Without the pictures, write the listing below out again, line for line.

(Records supplied begins)

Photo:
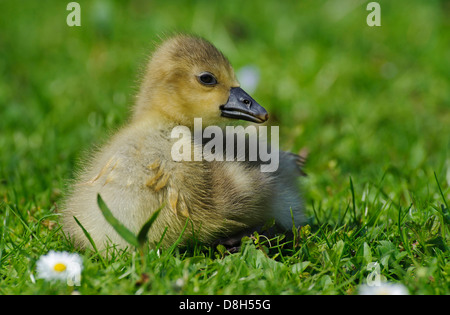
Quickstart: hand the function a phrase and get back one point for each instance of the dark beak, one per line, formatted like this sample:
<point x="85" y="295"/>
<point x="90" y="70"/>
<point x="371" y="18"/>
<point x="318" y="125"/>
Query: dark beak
<point x="240" y="105"/>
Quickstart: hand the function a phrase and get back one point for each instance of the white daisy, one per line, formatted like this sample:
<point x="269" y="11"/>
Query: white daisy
<point x="60" y="266"/>
<point x="385" y="288"/>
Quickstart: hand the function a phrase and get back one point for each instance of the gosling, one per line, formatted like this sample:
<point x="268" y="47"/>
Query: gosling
<point x="135" y="173"/>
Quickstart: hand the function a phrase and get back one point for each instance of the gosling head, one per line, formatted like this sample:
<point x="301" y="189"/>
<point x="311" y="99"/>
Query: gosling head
<point x="186" y="78"/>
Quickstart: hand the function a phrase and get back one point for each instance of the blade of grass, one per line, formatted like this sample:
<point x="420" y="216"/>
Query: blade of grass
<point x="142" y="235"/>
<point x="353" y="200"/>
<point x="440" y="190"/>
<point x="88" y="236"/>
<point x="125" y="233"/>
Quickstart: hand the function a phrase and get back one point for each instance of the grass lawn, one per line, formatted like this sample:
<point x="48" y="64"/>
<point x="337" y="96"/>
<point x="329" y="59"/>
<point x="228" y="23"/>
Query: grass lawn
<point x="370" y="104"/>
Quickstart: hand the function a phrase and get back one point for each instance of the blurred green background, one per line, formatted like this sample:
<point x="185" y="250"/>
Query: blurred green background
<point x="364" y="101"/>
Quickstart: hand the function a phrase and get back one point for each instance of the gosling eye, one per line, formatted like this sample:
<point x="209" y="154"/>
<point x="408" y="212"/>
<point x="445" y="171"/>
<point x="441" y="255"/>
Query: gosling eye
<point x="207" y="78"/>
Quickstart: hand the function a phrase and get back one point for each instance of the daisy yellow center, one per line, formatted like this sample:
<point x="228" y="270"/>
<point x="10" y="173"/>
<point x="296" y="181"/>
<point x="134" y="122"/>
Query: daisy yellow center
<point x="59" y="267"/>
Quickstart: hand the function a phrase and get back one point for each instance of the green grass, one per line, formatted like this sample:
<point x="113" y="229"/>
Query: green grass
<point x="371" y="105"/>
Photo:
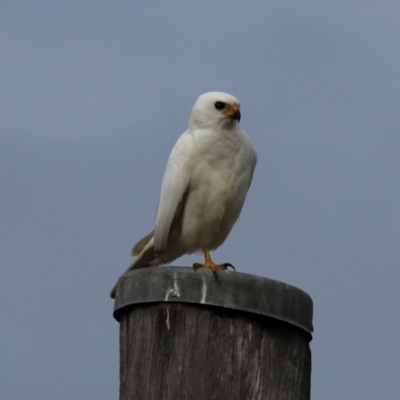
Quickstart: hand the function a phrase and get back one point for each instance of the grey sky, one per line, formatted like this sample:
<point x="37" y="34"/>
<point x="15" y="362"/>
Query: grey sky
<point x="93" y="97"/>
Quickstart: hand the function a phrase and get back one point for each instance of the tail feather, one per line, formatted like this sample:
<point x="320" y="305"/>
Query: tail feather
<point x="146" y="258"/>
<point x="141" y="244"/>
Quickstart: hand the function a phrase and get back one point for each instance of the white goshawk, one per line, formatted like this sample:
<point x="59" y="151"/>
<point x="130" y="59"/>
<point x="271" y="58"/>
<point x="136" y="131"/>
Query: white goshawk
<point x="206" y="180"/>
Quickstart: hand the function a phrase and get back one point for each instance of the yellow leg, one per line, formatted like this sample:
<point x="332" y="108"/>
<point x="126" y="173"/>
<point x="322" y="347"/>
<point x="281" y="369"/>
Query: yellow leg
<point x="209" y="263"/>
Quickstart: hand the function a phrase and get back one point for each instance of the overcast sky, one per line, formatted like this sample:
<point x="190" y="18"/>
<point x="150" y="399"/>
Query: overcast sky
<point x="94" y="94"/>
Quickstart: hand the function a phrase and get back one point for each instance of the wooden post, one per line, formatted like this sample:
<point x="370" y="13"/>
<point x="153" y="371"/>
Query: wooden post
<point x="195" y="335"/>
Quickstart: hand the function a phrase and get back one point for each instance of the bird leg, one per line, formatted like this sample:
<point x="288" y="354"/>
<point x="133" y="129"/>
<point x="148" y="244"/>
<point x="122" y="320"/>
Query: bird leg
<point x="208" y="263"/>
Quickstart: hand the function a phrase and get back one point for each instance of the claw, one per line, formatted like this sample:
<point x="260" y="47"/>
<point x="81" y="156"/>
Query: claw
<point x="226" y="265"/>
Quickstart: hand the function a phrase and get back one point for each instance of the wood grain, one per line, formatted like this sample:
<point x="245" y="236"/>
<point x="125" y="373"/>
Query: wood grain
<point x="171" y="351"/>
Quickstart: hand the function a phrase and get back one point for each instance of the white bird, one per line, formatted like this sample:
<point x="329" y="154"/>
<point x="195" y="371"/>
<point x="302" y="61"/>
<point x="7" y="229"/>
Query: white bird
<point x="206" y="180"/>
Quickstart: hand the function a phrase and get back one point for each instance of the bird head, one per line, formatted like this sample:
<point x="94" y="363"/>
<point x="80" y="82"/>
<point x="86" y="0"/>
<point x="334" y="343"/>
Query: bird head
<point x="215" y="109"/>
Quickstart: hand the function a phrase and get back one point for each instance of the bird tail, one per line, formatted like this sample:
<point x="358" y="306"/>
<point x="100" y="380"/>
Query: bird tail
<point x="144" y="250"/>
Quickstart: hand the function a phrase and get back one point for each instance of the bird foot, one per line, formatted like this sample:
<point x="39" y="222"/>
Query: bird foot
<point x="214" y="267"/>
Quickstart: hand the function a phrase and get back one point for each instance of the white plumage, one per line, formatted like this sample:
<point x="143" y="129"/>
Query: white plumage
<point x="206" y="180"/>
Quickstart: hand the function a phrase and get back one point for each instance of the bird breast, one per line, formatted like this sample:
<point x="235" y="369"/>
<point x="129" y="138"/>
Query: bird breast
<point x="217" y="189"/>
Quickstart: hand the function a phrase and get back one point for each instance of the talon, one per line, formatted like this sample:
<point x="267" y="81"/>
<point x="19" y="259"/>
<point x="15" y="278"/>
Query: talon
<point x="209" y="263"/>
<point x="229" y="265"/>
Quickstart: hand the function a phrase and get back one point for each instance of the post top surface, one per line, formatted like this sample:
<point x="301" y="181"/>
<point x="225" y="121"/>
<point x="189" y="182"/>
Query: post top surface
<point x="231" y="290"/>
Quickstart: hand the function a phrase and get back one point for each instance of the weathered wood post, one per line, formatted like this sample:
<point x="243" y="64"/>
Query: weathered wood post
<point x="195" y="335"/>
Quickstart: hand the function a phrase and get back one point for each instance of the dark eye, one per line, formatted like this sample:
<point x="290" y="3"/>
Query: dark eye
<point x="219" y="105"/>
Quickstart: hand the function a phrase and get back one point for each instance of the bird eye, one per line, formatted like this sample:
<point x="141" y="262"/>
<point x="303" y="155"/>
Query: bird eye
<point x="219" y="105"/>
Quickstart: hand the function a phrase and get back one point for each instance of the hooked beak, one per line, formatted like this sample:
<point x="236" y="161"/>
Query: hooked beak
<point x="234" y="112"/>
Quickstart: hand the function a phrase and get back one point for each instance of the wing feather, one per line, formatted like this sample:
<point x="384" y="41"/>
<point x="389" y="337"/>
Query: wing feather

(Records supplied ends)

» **Worked solution**:
Photo:
Quickstart: hand the function a phrase and get back one point for each instance of the dark beak, one per line, formatted like this sample:
<point x="85" y="295"/>
<point x="90" y="70"/>
<point x="371" y="18"/>
<point x="318" y="125"/>
Query: dark beak
<point x="240" y="105"/>
Quickstart: hand the function a phrase and get back one point for each instance of the white daisy, one per line, formatted like this sample:
<point x="269" y="11"/>
Query: white daisy
<point x="60" y="266"/>
<point x="385" y="288"/>
Quickstart: hand the function a phrase and get back one point for each instance of the gosling, one per line, formatted like this sample:
<point x="268" y="47"/>
Query: gosling
<point x="135" y="173"/>
Quickstart: hand the function a phrase and get back one point for each instance of the gosling head, one per line, formatted like this sample:
<point x="301" y="189"/>
<point x="311" y="99"/>
Query: gosling head
<point x="186" y="78"/>
Quickstart: hand the function a phrase and get back one point for each instance of the blade of grass, one per line, formatted like this sample:
<point x="420" y="216"/>
Query: blade of grass
<point x="142" y="235"/>
<point x="353" y="200"/>
<point x="440" y="190"/>
<point x="88" y="236"/>
<point x="125" y="233"/>
Quickstart: hand the function a phrase and get back one point for each instance of the grass lawn, one per line, formatted like this sample:
<point x="48" y="64"/>
<point x="337" y="96"/>
<point x="329" y="59"/>
<point x="228" y="23"/>
Query: grass lawn
<point x="370" y="104"/>
Quickstart: hand the function a phrase and get back one point for each instance of the blurred green background, one per line, formatted like this sample:
<point x="185" y="250"/>
Query: blurred green background
<point x="364" y="101"/>
Quickstart: hand the function a phrase and get back one point for each instance of the gosling eye, one per line, formatted like this sample:
<point x="209" y="154"/>
<point x="408" y="212"/>
<point x="445" y="171"/>
<point x="441" y="255"/>
Query: gosling eye
<point x="207" y="78"/>
Quickstart: hand the function a phrase and get back one point for each instance of the daisy yellow center, one per line, formatted like this sample:
<point x="228" y="270"/>
<point x="10" y="173"/>
<point x="296" y="181"/>
<point x="134" y="122"/>
Query: daisy yellow center
<point x="59" y="267"/>
Quickstart: hand the function a phrase and get back one point for each instance of the green grass, one per line, formatted like this sample:
<point x="113" y="229"/>
Query: green grass
<point x="371" y="105"/>
Photo:
Quickstart: hand the function a phrase and get back one point for each instance of the grey sky, one per line, formatted like this sample:
<point x="37" y="34"/>
<point x="15" y="362"/>
Query: grey sky
<point x="93" y="97"/>
Quickstart: hand the function a phrase and get back one point for each instance of the tail feather, one per line, formatted like this sample:
<point x="320" y="305"/>
Query: tail feather
<point x="146" y="258"/>
<point x="141" y="244"/>
Quickstart: hand the function a phrase and get back one point for each instance of the white goshawk, one per line, formatted like this sample:
<point x="59" y="151"/>
<point x="130" y="59"/>
<point x="271" y="58"/>
<point x="136" y="131"/>
Query: white goshawk
<point x="206" y="180"/>
Quickstart: hand the function a phrase and get back one point for each instance of the yellow leg, one per line, formatted like this sample:
<point x="332" y="108"/>
<point x="126" y="173"/>
<point x="322" y="347"/>
<point x="281" y="369"/>
Query: yellow leg
<point x="209" y="263"/>
Quickstart: hand the function a phrase and get back one point for each instance of the overcast sky, one per line, formatted like this sample:
<point x="190" y="18"/>
<point x="150" y="399"/>
Query: overcast sky
<point x="94" y="94"/>
Quickstart: hand the function a phrase and get back one point for each instance of the wooden post, one per line, formatted like this sample:
<point x="370" y="13"/>
<point x="153" y="371"/>
Query: wooden post
<point x="195" y="335"/>
Quickstart: hand the function a phrase and get back one point for each instance of the bird leg, one per line, formatted like this sample:
<point x="288" y="354"/>
<point x="133" y="129"/>
<point x="148" y="244"/>
<point x="122" y="320"/>
Query: bird leg
<point x="208" y="263"/>
Quickstart: hand the function a phrase and get back one point for each instance of the claw, one per line, formatted like this sample:
<point x="260" y="47"/>
<point x="81" y="156"/>
Query: claw
<point x="226" y="265"/>
Quickstart: hand the function a phrase and get back one point for each instance of the wood grain, one per line, formatted like this sample:
<point x="245" y="236"/>
<point x="125" y="373"/>
Query: wood grain
<point x="171" y="351"/>
Quickstart: hand the function a phrase and get back one point for each instance of the white bird, one per line, formatted like this sample:
<point x="329" y="154"/>
<point x="195" y="371"/>
<point x="302" y="61"/>
<point x="7" y="229"/>
Query: white bird
<point x="206" y="180"/>
Quickstart: hand the function a phrase and get back one point for each instance of the bird head, one per line, formatted like this sample:
<point x="94" y="363"/>
<point x="80" y="82"/>
<point x="86" y="0"/>
<point x="334" y="343"/>
Query: bird head
<point x="215" y="109"/>
Quickstart: hand the function a phrase and get back one point for each instance of the bird tail, one per line, formatted like this sample:
<point x="358" y="306"/>
<point x="100" y="380"/>
Query: bird tail
<point x="144" y="250"/>
Quickstart: hand the function a phrase and get back one point for each instance of the bird foot, one per line, formatted like this sample:
<point x="39" y="222"/>
Query: bird foot
<point x="214" y="267"/>
Quickstart: hand the function a phrase and get back one point for each instance of the white plumage, one per line, formatted like this sample:
<point x="143" y="129"/>
Query: white plumage
<point x="206" y="180"/>
Quickstart: hand the function a phrase and get back one point for each instance of the bird breast, one per line, formatted like this sample:
<point x="235" y="369"/>
<point x="129" y="138"/>
Query: bird breast
<point x="217" y="189"/>
Quickstart: hand the function a phrase and get back one point for each instance of the talon, one per line, formatted like this sample:
<point x="267" y="81"/>
<point x="19" y="259"/>
<point x="15" y="278"/>
Query: talon
<point x="209" y="263"/>
<point x="229" y="265"/>
Quickstart: hand the function a phrase and get back one point for each instance of the post top surface, one per line, formatted like this sample:
<point x="301" y="181"/>
<point x="225" y="121"/>
<point x="189" y="182"/>
Query: post top surface
<point x="231" y="290"/>
Quickstart: hand the function a phrase and get back one point for each instance of the weathered wood post, one per line, formatted like this sample:
<point x="243" y="64"/>
Query: weathered wood post
<point x="195" y="335"/>
Quickstart: hand the function a phrase and get back one point for each instance of the dark eye, one per line, formatted like this sample:
<point x="290" y="3"/>
Query: dark eye
<point x="219" y="105"/>
Quickstart: hand the function a phrase and get back one point for each instance of the bird eye, one per line, formatted like this sample:
<point x="141" y="262"/>
<point x="303" y="155"/>
Query: bird eye
<point x="219" y="105"/>
Quickstart: hand the function a phrase and get back one point for each instance of the hooked beak, one per line, formatted like this sample:
<point x="236" y="161"/>
Query: hooked beak
<point x="234" y="112"/>
Quickstart: hand the function a phrase and get back one point for each instance of the wing feather, one per line, formatted like this sample:
<point x="384" y="41"/>
<point x="389" y="337"/>
Query: wing feather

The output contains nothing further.